EXERCISE GOAL> Identify every line in the rows below that contains the string "slope", and copy each one. Matching is case-sensitive.

————————

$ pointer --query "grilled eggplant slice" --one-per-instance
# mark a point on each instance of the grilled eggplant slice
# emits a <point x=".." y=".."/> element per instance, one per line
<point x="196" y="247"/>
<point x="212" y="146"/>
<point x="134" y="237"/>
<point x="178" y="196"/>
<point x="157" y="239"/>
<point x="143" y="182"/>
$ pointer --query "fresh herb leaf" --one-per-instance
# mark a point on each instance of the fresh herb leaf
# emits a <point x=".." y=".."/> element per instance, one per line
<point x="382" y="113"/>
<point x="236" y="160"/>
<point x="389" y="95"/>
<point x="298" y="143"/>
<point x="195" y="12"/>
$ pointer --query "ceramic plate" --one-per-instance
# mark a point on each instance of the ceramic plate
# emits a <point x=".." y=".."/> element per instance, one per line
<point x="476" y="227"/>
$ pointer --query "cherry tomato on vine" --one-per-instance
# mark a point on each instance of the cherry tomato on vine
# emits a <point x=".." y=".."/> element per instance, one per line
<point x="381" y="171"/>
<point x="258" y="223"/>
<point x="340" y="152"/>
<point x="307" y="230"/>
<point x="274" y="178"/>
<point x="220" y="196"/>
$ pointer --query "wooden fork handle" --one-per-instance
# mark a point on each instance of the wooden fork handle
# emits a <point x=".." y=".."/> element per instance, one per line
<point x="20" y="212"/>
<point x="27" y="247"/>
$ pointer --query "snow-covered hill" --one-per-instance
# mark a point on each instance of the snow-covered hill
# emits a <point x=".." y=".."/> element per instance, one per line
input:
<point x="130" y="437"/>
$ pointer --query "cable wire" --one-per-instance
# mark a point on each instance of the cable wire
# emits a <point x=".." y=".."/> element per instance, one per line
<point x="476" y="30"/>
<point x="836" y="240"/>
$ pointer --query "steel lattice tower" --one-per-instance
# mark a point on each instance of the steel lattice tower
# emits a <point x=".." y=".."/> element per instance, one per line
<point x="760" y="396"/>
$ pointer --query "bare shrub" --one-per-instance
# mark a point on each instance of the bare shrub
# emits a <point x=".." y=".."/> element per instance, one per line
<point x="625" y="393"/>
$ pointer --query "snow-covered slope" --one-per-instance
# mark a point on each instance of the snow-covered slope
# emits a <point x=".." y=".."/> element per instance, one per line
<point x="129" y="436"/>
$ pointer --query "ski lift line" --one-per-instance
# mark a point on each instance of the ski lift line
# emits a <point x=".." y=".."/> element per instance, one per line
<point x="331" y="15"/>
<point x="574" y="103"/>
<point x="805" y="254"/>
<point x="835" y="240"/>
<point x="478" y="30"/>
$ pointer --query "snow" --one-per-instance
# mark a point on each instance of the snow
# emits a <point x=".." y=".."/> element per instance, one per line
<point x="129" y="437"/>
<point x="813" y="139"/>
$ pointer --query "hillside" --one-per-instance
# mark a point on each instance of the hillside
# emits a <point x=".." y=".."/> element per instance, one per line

————————

RESPONSE FOR THIS EXERCISE>
$ pointer --query "snow-covered slope" --one-per-instance
# mark a point on each instance of the snow-covered slope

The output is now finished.